(Beginning of The data)
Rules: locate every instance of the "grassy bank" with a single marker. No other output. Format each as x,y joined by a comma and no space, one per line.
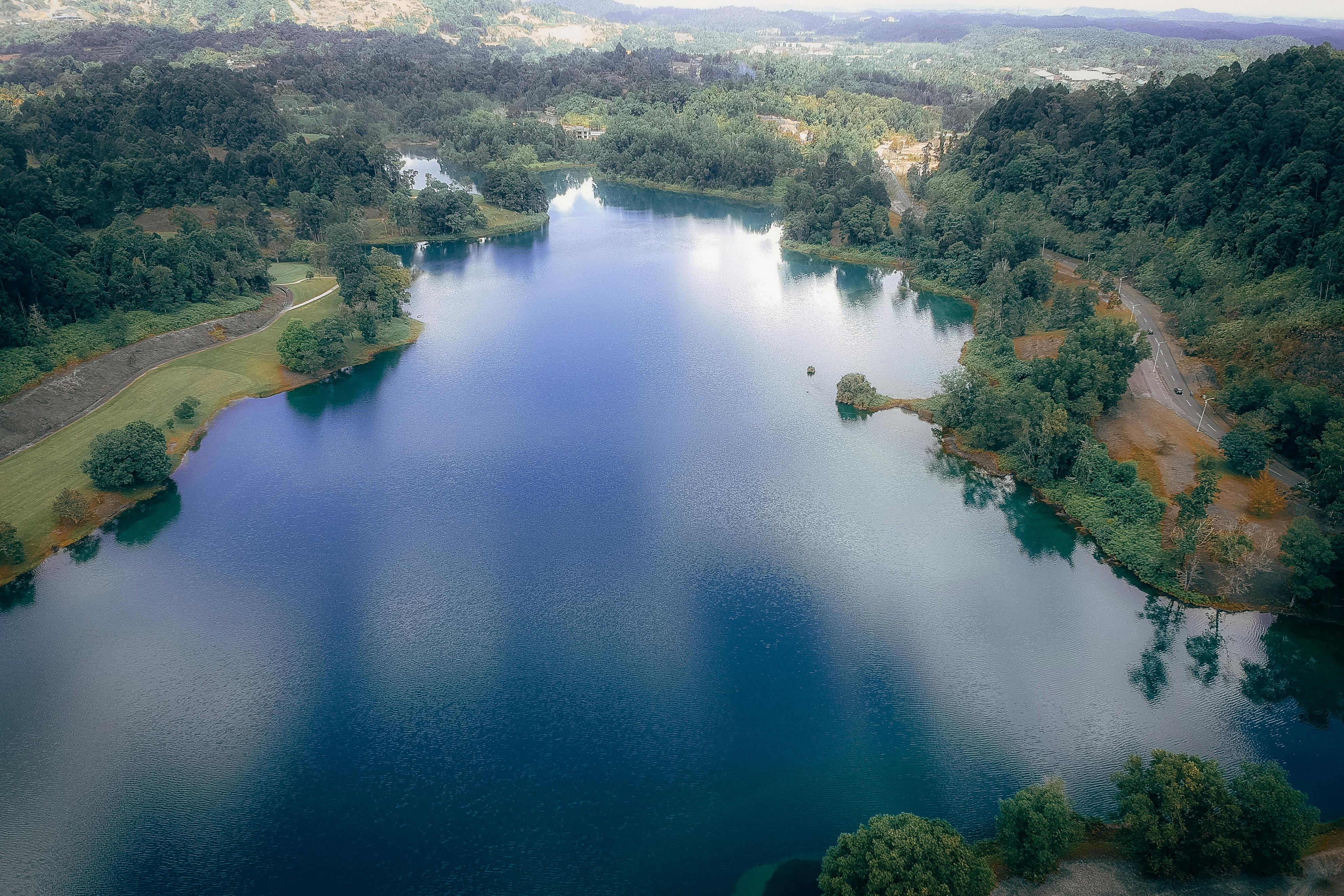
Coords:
(End of The data)
(Beginning of The data)
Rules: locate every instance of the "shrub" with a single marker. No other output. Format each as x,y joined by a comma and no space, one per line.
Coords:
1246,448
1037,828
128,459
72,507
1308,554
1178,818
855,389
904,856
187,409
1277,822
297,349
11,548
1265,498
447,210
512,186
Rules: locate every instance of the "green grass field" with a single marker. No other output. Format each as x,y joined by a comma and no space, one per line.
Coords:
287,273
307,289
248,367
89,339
(End of The data)
#### [How to complete this task]
Note every line above where the string "instance" shows up, and copy those lines.

#### [Solved problem]
Rules: locate every instance of the "grassy bank" with a single marker. No other output. Format each as x,y joined by a comma and no space, one per line.
Rules: locate every instance of the "shrub" with a single marker. No other output. Format each as x,y joined by a comma and no space, one per line.
Rules: locate every instance of the "green grass field" with a single marker. No other output. Format each as x,y joined by a comma and no space, one per line.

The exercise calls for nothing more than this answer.